### EXTRACT PROVIDED:
Dialogue ONE is an international theatre festival of one-person theatre. Its founder and artistic director is Omar Sangare, actor and professor at Williams College.

==History==
The festival's primary aim is to establish a platform for Williams College students and professional artists to share their solo theatrical work. The festival was founded in 2007. It takes place annually, usually in late November or early December at the ’62 Center for Theatre and Dance in Williamstown, Massachusetts. There are three categories of awards: Best Guest Performer, Best Student Performer, and Outstanding Contribution to Theatre.

(Referring-expression pointing data)
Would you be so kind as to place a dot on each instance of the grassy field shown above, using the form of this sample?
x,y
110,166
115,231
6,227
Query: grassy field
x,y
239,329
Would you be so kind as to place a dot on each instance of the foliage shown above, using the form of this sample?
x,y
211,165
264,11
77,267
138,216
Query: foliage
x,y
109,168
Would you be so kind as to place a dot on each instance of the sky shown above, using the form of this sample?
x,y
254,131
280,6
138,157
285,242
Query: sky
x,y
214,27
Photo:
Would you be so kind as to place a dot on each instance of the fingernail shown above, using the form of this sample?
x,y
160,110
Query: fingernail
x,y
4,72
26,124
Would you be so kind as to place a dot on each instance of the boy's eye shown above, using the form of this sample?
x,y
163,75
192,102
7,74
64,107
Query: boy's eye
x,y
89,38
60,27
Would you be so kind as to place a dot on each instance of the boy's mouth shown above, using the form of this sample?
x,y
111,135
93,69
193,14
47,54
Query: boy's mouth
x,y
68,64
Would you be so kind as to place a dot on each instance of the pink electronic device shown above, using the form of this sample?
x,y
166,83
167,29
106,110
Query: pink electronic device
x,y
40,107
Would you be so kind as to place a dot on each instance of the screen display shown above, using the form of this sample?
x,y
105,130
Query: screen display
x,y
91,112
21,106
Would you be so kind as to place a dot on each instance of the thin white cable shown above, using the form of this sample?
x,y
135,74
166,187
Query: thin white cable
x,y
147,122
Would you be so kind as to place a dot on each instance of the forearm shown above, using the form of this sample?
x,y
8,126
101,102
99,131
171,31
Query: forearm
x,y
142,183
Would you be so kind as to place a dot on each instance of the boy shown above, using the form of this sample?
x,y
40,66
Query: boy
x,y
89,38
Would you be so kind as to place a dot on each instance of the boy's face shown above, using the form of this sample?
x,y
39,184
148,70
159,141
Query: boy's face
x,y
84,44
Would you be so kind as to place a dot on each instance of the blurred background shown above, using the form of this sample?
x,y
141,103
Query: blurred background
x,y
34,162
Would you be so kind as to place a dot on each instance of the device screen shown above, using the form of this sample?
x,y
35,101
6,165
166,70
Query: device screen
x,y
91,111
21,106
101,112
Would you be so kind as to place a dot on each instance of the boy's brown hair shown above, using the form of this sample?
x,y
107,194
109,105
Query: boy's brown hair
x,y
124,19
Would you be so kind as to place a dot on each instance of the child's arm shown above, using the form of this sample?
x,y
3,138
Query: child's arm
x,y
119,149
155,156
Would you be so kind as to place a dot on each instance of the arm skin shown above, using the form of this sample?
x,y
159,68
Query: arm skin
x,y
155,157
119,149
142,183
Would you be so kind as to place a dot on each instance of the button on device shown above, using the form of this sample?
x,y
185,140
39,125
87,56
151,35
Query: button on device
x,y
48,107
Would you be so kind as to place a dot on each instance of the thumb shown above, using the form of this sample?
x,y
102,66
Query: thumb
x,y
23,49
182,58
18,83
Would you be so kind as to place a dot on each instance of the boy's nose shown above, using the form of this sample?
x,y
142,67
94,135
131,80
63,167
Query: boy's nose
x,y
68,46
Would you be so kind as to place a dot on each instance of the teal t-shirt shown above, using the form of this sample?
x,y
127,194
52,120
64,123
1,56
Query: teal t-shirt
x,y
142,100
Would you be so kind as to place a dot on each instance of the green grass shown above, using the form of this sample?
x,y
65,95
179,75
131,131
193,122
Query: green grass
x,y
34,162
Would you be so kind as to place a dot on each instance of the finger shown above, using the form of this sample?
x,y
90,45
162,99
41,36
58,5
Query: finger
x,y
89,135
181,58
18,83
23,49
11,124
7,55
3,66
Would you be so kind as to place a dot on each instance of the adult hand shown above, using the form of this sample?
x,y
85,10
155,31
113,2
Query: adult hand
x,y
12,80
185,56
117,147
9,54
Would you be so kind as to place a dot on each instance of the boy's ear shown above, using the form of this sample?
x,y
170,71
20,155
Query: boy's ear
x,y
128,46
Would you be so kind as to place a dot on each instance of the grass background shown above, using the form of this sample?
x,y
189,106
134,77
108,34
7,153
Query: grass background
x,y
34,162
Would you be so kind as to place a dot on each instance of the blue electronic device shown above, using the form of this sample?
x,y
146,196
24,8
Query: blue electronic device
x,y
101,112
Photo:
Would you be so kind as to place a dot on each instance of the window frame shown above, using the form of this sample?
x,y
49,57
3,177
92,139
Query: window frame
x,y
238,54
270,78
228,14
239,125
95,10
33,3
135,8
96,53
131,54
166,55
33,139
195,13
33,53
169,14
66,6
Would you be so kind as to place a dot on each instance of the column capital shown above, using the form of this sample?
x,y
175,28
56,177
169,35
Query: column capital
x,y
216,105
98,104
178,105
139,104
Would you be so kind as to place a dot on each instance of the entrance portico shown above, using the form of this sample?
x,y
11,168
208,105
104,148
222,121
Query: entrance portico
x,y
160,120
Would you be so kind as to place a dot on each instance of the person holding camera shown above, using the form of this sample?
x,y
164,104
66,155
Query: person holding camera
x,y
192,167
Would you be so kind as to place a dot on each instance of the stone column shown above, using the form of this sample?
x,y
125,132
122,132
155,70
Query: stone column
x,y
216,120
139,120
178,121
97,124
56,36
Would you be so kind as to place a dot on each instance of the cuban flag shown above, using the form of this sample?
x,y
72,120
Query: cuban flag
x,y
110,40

### PROBLEM 1:
Decide whether each statement agrees with the Dialogue ONE text, answering yes or no and quoting the words that settle it: (a) The festival was founded in 2007. (b) The festival is held every two years. (c) Omar Sangare is a professor at Williams College.
### PROBLEM 2:
Answer these questions from the Dialogue ONE text:
(a) Who founded the festival and serves as its artistic director?
(b) At what venue is the festival held?
(c) How many categories of awards does the festival have?

### WORKED SOLUTION 1:
(a) Yes: "The festival was founded in 2007."
(b) No: "It takes place annually"
(c) Yes: "actor and professor at Williams College"

### WORKED SOLUTION 2:
(a) Omar Sangare
(b) The ’62 Center for Theatre and Dance in Williamstown, Massachusetts
(c) Three: Best Guest Performer, Best Student Performer, and Outstanding Contribution to Theatre